> [GOAL]
Recast the data below, everything from the line containing "Mark one point on every instance of the arm" down to the line containing "pixel 185 31", as a two-column CSV with the headers input and output. Give one row per entry, with its text under input and its answer under output, each in a single quoted field with line breaks replaced by spaces.

> [MATERIAL PROVIDED]
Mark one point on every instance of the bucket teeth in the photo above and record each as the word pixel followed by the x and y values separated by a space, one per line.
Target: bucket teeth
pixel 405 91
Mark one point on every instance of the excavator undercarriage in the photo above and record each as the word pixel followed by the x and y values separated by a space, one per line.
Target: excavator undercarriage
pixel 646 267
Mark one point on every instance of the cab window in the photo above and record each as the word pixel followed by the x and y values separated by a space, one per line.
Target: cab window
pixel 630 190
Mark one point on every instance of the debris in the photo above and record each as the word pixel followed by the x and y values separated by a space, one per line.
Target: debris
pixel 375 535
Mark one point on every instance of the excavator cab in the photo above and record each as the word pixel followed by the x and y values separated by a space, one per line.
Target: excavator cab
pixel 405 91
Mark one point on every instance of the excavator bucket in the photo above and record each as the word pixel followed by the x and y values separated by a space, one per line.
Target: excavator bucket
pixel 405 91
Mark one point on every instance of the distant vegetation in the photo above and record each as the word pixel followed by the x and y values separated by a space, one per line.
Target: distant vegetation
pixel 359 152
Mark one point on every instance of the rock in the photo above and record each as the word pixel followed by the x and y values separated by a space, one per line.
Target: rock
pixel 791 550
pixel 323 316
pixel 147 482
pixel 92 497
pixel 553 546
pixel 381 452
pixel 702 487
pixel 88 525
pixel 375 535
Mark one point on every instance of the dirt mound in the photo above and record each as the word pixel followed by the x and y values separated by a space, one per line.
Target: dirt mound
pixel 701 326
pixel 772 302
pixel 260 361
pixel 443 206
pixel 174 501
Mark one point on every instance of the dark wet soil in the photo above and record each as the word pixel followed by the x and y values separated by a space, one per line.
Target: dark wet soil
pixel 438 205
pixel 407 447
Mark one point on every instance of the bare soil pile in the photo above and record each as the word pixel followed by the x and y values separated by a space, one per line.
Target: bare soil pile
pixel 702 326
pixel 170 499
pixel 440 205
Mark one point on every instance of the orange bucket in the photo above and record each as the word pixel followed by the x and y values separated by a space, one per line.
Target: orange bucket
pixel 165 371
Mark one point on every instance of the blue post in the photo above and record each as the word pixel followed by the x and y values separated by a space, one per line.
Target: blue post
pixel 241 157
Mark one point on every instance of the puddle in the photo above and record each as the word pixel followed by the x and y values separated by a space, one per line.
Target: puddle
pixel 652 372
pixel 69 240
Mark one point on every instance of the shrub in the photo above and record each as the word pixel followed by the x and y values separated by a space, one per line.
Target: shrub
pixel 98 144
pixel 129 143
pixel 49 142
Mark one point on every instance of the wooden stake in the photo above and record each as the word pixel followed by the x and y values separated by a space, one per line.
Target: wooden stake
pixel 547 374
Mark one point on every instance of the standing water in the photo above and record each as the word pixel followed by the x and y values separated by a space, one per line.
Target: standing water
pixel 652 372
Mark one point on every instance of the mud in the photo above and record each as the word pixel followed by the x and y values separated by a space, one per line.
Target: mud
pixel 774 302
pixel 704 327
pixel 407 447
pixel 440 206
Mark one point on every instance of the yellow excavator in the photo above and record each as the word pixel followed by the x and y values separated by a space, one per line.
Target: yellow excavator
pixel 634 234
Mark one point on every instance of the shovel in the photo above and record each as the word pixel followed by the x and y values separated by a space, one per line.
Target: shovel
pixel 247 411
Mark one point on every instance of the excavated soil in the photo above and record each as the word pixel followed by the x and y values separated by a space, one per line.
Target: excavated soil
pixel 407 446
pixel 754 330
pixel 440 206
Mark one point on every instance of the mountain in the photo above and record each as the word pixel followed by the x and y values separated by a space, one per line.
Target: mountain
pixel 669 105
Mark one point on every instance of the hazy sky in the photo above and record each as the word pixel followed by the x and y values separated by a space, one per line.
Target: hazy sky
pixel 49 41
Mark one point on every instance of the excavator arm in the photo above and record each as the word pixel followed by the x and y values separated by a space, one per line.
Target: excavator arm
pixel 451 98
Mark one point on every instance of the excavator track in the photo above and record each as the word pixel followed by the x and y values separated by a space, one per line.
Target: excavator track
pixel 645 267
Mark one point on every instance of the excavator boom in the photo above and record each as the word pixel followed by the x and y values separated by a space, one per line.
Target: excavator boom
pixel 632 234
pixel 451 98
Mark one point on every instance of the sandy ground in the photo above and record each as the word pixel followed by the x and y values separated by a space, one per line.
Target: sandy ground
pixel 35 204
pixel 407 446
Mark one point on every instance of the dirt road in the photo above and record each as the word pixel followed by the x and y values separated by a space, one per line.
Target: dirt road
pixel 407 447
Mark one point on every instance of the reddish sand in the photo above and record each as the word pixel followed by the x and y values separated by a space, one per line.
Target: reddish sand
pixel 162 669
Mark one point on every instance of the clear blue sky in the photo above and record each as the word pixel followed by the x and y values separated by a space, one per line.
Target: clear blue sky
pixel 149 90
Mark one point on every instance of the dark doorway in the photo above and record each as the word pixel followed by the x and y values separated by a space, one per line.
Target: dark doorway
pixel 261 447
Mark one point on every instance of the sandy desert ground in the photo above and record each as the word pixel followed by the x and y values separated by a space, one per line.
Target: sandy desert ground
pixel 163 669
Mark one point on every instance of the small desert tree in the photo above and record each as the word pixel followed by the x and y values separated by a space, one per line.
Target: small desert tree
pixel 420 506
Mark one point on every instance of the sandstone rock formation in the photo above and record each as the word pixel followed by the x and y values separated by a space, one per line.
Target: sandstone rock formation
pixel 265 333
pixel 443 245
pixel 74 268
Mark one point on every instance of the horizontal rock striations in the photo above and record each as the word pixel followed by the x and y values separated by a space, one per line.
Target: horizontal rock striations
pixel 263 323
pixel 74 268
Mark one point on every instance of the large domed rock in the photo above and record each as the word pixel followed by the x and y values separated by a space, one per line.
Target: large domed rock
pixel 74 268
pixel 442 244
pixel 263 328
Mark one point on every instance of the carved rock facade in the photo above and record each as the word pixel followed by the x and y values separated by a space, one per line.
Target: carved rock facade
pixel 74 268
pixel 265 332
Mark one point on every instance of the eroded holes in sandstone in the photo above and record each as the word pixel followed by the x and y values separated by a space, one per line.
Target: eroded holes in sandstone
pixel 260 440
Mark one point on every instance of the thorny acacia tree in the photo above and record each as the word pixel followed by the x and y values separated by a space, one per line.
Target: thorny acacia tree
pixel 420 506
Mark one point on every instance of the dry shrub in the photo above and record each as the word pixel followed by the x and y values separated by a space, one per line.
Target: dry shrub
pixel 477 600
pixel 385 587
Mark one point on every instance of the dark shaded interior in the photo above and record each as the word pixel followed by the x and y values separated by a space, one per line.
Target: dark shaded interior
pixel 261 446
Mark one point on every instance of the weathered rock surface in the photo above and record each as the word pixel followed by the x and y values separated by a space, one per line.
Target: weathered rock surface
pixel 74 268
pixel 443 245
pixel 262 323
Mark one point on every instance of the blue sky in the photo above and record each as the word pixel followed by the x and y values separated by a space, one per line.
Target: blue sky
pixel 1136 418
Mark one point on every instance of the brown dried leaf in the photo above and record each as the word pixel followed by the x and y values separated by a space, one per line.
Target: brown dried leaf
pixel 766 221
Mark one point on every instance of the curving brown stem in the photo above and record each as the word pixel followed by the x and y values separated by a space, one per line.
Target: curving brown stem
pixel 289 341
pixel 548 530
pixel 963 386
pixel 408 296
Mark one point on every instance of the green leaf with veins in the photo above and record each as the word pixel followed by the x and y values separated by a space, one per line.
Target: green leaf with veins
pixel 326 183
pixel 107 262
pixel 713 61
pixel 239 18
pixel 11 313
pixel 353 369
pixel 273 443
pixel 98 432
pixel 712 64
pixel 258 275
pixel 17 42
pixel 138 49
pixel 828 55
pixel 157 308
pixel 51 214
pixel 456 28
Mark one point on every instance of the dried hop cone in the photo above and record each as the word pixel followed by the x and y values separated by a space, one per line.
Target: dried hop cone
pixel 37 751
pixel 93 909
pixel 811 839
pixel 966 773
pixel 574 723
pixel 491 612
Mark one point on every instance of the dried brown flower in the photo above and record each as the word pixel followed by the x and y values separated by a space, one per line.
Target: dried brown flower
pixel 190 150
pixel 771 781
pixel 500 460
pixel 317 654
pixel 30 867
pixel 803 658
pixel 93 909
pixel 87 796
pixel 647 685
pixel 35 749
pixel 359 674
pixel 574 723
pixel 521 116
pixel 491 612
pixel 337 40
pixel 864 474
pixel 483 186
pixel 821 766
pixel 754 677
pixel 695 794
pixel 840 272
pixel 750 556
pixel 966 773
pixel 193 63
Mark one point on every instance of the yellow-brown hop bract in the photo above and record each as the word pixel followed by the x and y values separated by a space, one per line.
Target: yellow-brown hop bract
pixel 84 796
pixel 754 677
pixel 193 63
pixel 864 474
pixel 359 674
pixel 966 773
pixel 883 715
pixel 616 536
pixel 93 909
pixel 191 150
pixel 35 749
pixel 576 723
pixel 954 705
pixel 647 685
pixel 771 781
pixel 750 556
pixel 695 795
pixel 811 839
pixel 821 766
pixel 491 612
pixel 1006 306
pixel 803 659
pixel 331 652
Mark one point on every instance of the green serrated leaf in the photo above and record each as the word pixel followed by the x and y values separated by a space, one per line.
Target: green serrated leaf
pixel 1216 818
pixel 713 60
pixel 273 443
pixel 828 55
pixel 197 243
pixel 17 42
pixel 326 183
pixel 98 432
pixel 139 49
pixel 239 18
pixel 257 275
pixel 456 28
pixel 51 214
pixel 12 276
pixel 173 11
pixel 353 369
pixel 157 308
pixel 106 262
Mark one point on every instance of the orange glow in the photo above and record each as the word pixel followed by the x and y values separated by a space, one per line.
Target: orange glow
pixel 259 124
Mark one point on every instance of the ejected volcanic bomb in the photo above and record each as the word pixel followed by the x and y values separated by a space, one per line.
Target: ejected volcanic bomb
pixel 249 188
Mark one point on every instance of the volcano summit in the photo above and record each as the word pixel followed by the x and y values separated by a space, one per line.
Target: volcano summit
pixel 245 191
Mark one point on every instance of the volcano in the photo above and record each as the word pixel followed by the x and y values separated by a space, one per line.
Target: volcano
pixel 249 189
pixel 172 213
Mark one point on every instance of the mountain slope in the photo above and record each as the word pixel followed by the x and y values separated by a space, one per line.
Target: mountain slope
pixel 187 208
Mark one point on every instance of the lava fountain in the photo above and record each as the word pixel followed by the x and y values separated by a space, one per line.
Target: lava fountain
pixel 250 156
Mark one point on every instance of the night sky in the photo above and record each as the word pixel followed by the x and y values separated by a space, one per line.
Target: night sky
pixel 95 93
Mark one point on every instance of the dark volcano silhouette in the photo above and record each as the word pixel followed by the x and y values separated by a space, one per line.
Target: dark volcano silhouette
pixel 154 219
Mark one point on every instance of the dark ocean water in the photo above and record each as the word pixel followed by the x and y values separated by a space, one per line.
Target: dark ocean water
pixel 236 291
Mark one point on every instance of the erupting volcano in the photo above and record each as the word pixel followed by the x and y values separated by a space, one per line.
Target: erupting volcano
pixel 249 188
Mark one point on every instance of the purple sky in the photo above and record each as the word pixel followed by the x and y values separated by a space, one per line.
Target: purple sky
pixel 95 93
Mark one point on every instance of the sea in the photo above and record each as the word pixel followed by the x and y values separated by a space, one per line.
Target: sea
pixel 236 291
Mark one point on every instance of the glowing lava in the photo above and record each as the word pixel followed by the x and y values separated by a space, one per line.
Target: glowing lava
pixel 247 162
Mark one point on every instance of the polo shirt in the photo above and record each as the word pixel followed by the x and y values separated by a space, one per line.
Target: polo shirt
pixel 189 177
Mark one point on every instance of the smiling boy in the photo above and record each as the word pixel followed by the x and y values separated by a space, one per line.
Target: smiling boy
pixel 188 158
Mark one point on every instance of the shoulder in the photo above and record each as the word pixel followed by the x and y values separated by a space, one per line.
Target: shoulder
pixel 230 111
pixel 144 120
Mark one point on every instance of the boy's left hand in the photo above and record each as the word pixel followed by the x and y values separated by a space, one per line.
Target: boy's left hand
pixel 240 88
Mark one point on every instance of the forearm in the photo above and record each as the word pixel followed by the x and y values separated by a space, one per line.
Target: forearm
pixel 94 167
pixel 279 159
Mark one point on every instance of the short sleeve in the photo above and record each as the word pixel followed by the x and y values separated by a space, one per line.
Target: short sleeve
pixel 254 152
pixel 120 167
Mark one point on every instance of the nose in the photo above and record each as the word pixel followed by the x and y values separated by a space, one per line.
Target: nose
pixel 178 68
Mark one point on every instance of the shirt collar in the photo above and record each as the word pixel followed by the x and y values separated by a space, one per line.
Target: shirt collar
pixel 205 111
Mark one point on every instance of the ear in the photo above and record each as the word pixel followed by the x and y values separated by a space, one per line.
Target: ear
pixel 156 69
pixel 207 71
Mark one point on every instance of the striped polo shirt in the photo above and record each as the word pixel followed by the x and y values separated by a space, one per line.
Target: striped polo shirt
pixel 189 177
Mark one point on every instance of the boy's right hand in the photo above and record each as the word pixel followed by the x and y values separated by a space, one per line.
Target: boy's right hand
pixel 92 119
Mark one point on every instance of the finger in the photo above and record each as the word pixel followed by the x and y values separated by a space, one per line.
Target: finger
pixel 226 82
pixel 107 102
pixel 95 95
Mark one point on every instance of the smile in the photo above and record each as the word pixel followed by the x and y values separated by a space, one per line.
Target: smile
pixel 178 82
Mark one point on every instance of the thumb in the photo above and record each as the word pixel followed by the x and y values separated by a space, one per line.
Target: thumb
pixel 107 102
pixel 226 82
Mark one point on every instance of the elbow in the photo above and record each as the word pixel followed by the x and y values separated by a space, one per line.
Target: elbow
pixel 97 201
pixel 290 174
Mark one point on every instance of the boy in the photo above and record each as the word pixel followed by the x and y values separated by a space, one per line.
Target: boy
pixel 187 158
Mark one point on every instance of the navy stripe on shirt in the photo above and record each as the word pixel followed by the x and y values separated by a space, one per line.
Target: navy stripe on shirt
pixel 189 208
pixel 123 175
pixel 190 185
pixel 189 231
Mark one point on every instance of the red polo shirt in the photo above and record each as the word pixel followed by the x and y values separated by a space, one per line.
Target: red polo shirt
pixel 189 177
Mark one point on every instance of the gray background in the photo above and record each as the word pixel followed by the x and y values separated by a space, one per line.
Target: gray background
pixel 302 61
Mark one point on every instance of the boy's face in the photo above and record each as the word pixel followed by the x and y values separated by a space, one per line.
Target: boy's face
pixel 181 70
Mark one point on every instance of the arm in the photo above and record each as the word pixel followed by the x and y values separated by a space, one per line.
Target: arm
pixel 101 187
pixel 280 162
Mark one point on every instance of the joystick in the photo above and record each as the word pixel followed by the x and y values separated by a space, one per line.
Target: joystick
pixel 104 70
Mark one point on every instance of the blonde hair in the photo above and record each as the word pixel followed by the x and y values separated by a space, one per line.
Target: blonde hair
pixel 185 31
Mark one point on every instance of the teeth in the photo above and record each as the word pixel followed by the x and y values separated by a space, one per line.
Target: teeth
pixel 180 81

> [EXERCISE OUTPUT]
input,output
"Mark one point on every instance of the arm in the photo above and record each as the word pixel followed by the x and y values separated by a space, one per line. Target: arm","pixel 101 187 pixel 280 162"
"Mark one point on every instance of the joystick in the photo above and record each as the word pixel followed by the x and y values separated by a space, one per line. Target: joystick","pixel 104 70"
"Mark one point on every instance of the blonde hair in the photo above and record each as the word pixel followed by the x and y values separated by a space, one per line. Target: blonde hair","pixel 185 31"